───── DATA EXTRACT ─────

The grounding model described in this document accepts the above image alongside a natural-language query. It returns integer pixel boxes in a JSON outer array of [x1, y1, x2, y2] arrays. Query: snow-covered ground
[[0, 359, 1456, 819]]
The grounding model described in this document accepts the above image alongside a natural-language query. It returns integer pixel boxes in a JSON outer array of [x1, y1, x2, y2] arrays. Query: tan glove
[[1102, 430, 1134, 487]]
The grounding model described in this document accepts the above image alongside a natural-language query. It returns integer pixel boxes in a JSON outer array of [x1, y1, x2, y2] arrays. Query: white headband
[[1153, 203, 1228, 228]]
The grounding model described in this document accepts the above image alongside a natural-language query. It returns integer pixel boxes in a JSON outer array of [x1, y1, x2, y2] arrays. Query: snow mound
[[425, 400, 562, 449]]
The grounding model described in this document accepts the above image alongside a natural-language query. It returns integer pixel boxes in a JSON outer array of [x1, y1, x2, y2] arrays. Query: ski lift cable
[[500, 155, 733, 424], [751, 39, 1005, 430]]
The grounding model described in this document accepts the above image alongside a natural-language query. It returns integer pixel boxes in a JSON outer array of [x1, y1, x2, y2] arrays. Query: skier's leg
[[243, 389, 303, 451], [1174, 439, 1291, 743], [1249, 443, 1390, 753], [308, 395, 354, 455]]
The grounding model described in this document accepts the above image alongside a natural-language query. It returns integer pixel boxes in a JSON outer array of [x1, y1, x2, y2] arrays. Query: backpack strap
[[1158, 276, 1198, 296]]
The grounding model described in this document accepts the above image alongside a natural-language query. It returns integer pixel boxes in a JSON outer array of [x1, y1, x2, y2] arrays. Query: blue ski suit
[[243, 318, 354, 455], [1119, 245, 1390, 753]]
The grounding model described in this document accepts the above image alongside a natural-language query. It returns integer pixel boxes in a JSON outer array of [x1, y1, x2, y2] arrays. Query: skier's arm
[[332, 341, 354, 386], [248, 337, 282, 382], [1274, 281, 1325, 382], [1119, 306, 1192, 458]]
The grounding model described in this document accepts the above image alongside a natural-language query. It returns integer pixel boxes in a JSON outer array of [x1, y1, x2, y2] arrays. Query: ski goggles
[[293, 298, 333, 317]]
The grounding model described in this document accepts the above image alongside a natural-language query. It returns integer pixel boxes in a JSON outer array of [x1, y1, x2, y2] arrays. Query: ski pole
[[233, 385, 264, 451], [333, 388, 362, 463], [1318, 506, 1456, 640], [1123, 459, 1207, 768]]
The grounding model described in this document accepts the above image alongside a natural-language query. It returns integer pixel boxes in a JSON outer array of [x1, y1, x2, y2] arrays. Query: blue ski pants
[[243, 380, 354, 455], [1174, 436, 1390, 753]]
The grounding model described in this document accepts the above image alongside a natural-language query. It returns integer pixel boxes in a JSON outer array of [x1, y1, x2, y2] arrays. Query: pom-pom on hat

─────

GOAL
Return each line of the records above that contains the string "skier".

EXERCISE RESULT
The grounding model described in this document accepts the above image alongside a natural-language query. It returns integer pixel boxes in a JSON outer array of [x1, y1, x2, y2] arrays. Query: skier's leg
The grounding model described in this document accepts the above image alongside a natural-language query. It returns integer pixel boxes in a JSON outer array of [x1, y1, x2, y2] arrays. Query: skier's arm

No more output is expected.